• What you need to do
Lines with "small": please show every one of them from the listing below.

• Data
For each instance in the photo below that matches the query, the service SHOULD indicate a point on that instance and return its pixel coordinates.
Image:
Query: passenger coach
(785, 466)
==
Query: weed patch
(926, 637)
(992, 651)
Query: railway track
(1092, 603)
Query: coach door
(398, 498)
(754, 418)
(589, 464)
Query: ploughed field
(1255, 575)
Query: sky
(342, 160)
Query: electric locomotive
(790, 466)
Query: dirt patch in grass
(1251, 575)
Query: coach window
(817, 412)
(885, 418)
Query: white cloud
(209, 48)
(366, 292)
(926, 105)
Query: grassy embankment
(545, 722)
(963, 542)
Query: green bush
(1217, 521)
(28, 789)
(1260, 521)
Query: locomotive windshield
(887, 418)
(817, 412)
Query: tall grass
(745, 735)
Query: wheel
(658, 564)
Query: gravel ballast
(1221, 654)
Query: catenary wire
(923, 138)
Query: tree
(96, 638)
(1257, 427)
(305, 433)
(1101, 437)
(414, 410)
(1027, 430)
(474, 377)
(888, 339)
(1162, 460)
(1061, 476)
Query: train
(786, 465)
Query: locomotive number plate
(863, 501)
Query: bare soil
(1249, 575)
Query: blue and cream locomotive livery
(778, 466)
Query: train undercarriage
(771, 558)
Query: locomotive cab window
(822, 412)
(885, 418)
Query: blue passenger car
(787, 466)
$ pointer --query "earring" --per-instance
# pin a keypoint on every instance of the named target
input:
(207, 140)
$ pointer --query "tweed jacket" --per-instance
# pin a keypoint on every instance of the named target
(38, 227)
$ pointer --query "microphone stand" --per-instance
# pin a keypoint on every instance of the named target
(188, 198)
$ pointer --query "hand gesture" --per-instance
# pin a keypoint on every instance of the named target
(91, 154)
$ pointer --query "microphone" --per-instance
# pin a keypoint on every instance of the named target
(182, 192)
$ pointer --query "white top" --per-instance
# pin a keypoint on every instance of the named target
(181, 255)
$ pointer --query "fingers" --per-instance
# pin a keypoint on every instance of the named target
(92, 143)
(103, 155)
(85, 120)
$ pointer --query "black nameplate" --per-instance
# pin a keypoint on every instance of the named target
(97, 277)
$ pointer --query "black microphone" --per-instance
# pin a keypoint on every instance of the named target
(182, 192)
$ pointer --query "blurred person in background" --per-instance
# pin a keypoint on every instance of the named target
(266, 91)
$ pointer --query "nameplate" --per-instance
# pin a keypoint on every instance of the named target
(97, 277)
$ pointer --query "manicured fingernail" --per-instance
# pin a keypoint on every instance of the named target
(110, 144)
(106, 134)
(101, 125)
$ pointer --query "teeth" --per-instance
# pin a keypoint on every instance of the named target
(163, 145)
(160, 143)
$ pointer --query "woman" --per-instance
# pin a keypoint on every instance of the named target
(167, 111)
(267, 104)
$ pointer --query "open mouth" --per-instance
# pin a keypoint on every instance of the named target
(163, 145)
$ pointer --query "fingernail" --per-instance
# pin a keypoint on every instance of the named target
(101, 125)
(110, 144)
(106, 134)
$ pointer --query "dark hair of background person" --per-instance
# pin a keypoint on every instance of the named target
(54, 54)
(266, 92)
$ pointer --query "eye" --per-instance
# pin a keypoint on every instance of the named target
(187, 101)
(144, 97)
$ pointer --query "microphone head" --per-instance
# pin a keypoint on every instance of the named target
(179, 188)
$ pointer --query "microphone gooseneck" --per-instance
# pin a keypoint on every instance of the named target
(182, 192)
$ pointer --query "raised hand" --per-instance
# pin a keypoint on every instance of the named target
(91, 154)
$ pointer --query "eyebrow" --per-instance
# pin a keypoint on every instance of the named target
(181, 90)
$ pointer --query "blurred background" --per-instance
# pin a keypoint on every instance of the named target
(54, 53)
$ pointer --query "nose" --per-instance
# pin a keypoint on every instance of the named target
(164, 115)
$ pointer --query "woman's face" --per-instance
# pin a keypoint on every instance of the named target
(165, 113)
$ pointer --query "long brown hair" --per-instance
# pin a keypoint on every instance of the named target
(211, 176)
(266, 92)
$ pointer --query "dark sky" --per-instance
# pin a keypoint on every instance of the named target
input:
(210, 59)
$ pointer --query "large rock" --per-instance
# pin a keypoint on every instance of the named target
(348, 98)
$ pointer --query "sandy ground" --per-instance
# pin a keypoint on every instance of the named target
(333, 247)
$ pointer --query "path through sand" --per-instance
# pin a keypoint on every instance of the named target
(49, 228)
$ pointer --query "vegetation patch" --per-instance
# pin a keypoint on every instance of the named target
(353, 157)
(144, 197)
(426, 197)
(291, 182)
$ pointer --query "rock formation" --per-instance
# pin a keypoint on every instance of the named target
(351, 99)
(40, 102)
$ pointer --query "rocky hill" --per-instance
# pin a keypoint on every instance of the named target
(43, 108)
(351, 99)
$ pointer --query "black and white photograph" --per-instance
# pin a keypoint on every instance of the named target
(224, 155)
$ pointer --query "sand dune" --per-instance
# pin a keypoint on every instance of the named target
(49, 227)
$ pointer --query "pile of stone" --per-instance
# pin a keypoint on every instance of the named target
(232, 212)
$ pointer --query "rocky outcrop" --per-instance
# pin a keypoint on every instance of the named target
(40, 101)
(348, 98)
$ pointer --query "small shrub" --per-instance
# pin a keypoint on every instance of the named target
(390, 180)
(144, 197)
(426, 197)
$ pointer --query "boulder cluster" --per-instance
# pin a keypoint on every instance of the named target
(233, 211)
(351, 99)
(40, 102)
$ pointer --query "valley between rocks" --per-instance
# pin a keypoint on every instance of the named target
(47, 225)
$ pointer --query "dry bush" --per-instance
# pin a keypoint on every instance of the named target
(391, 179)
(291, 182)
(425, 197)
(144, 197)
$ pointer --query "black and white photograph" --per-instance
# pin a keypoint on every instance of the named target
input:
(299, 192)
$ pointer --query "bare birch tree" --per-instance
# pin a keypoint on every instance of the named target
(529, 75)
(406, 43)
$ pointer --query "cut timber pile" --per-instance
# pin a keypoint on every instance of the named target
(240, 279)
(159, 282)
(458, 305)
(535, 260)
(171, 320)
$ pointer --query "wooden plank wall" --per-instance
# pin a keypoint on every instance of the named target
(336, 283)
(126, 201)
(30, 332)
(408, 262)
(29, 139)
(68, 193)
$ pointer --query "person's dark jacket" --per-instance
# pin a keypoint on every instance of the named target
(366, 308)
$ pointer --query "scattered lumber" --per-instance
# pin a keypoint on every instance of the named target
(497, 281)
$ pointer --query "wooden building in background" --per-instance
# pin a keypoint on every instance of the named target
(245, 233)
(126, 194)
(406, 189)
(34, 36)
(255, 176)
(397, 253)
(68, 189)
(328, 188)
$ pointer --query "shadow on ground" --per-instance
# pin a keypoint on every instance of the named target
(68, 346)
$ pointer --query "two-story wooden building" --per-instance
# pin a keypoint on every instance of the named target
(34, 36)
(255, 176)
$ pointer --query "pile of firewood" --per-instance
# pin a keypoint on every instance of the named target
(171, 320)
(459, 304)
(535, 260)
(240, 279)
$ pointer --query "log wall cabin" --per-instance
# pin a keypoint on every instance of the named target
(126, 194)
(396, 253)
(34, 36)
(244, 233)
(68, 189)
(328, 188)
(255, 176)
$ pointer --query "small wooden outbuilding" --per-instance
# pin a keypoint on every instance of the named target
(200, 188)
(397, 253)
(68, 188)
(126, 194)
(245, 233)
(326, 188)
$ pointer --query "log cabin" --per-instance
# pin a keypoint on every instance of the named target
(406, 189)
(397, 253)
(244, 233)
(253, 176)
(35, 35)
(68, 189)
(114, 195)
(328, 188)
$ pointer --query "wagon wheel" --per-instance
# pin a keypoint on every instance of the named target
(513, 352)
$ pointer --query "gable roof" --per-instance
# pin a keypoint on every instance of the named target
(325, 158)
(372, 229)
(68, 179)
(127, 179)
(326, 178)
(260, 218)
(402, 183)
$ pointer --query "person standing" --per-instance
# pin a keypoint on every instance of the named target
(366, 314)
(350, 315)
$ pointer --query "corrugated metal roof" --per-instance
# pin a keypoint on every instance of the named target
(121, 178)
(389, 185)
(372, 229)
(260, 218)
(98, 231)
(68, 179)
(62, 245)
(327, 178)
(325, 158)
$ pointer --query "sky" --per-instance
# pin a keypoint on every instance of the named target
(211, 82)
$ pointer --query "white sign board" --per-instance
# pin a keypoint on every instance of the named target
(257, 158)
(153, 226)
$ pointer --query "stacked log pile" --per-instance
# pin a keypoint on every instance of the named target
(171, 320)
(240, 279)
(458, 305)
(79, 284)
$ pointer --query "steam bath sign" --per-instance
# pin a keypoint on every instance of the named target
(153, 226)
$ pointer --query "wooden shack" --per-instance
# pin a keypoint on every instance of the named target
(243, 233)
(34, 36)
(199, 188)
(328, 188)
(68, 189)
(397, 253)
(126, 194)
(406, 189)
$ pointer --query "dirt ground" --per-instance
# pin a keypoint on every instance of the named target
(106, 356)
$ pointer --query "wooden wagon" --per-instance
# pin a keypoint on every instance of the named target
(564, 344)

• Solution to the exercise
$ pointer --query "small shrub" --per-instance
$ pointer --query "small wooden outbuilding" --per-instance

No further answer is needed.